* _TASK SET_
- a) In the passage on advertising, retype the part starting with "According to the American" and going on through "us as people?".
- b) According to the passage on advertising, what share of cosmetic surgeries in 2008 were performed on women, as reported by the website Plastic Surgery Research?
- c) Carry on the passage on advertising from its last sentence.

According to the American Academy of Pediatrics, the average American sees approximately 3,000 advertisements in one day. Ads try to sell us anything and everything…from toothpaste to vacation spots. We see them in magazines, on television, in newspapers, and on billboards. Yet we all feel as though we are personally exempt from the affects of advertising. We just ignore it or don’t pay attention to it…while wearing our UGG boots and Buckle jeans.
We may not recognize the affects that advertisements have on us, but according to Jean Kilbourne in her documentary Killing Us Softly 4, advertising’s influence is quick, cumulative, and for the most part, subconscious. The affect that advertisements have on us as consumers is quite undeniable, even if subconscious. But what about the affects that ads have on us as people?
Advertisements not only convey messages about their products, but about who we should be as people, especially as women. These ads tell women that how they look is what is most important about them and use their bodies, or parts of their bodies, in their ads. The use of women in this way in advertising has detrimental affects on society as a whole. Some of these major affects are creating false ideals of what women should look like, silencing, and objectifying women.
Women are told today that they need be nothing more than long legs, a small waist, and large breasts, but the images of women in advertisements are almost impossible to attain. According to the website Healthy Place, today’s fashion models weight 23% less than the average female. Also, a young woman between the ages of 18 and 34 has a 7% chance of being as slim as a catwalk model and 1% chance of being as thin as a supermodel. But it was also found in this study that 69% of girls said that magazine models influence their idea of the perfect body shape. This reliance on magazines to portray the ideal body shape for women has lead to an astounding increase in cosmetic surgeries because of the impossibility of women reaching these standards by natural means. According to the website Plastic Surgery Research, in 2008, almost 92% of cosmetic surgeries were performed on women. Kilbourne’s documentary, it is stated that from 1997-2007, the number of cosmetic surgery procedures increased 457%.
Cutting women down to merely a size not only results in plastic surgery, but it silences them.
The message that women are looks and nothing more causes the disintegration of individuality and self-worth. Woman are often portrayed in ads as embodiments of innocence or even in bondage. Common poses in ads are of women covering up their mouths or dressed as young girls.

* _PROVIDED RECORDS_
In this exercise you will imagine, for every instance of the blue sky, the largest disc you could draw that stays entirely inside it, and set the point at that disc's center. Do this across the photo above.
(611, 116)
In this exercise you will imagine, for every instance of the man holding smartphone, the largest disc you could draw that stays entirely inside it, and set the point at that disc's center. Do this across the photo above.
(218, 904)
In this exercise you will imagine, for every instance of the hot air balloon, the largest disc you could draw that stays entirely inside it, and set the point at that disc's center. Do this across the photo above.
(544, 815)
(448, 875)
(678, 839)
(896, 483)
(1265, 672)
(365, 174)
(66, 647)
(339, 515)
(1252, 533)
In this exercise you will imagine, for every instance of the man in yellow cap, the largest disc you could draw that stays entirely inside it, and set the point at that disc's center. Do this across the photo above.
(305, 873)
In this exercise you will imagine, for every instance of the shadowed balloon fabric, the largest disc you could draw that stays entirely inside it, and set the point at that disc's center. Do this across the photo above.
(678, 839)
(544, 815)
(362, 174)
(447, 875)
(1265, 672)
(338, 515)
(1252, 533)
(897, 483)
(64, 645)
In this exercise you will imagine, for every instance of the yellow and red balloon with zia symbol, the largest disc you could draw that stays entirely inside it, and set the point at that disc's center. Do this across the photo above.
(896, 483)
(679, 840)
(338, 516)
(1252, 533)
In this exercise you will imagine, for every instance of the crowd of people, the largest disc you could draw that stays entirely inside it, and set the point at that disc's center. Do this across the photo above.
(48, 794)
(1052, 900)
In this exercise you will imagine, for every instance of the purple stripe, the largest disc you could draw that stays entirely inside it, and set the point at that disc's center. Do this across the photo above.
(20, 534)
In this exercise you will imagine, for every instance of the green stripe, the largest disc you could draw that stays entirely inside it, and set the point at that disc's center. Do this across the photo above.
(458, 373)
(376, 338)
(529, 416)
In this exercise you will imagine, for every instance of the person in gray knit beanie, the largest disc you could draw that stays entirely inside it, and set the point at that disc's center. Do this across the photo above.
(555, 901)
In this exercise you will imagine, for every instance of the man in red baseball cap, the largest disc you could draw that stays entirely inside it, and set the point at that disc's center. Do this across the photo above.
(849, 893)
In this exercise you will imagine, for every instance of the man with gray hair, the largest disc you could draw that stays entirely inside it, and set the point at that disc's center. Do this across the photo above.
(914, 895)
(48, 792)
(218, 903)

* _ANSWERS_
- a)
According to the American Academy of Pediatrics, the average American sees approximately 3,000 advertisements in one day. Ads try to sell us anything and everything…from toothpaste to vacation spots. We see them in magazines, on television, in newspapers, and on billboards. Yet we all feel as though we are personally exempt from the affects of advertising. We just ignore it or don’t pay attention to it…while wearing our UGG boots and Buckle jeans.
We may not recognize the affects that advertisements have on us, but according to Jean Kilbourne in her documentary Killing Us Softly 4, advertising’s influence is quick, cumulative, and for the most part, subconscious. The affect that advertisements have on us as consumers is quite undeniable, even if subconscious. But what about the affects that ads have on us as people?

- b) Almost 92%.

- c)
There is even an increase in ads that depict women as enslaved.
These depictions of women convey the message that women are passive and without power. With this idea of women increasing, the amount of violence against women increases as well. Advertising is filled with violent images against women and even eroticizes violence.
But this increase in desensitizing society to violence against women has lead to an increase in the violence itself. According to the Minnesota Center Against Violence and Abuse, domestic violence is the leading cause of injury to women between the ages of 15 and 44. This is more than car accidents, muggings, and rapes combined.
Violence is also the result of the objectification of women in advertising.
Instead of seeing women as people, women are reduced to objects, helping to seemingly justify this violence against them. In many types of advertisements, women are shown as merely part of the product instead of an individual themselves.
This depiction of women dehumanizes them into something merely to be owned. Women are also commonly dismembered in ads. One part of woman’s body will regularly be highlighted in an ad. Also, heads and faces of women will routinely be excluded from an ad, reducing her to merely her body.
We many not each feel that we are personally affected by advertisements, but it’s no question that our society is. But advertisers won’t change themselves because the worse we feel about ourselves, the more they benefit. Therefore, it is up to us to speak up. We must pay attention and be aware of the messages that advertisements are conveying. Encourage education and discussion on the advertisements that so constantly surround us. And as the advertisements begin to change, so will the attitudes of our culture on the image of women.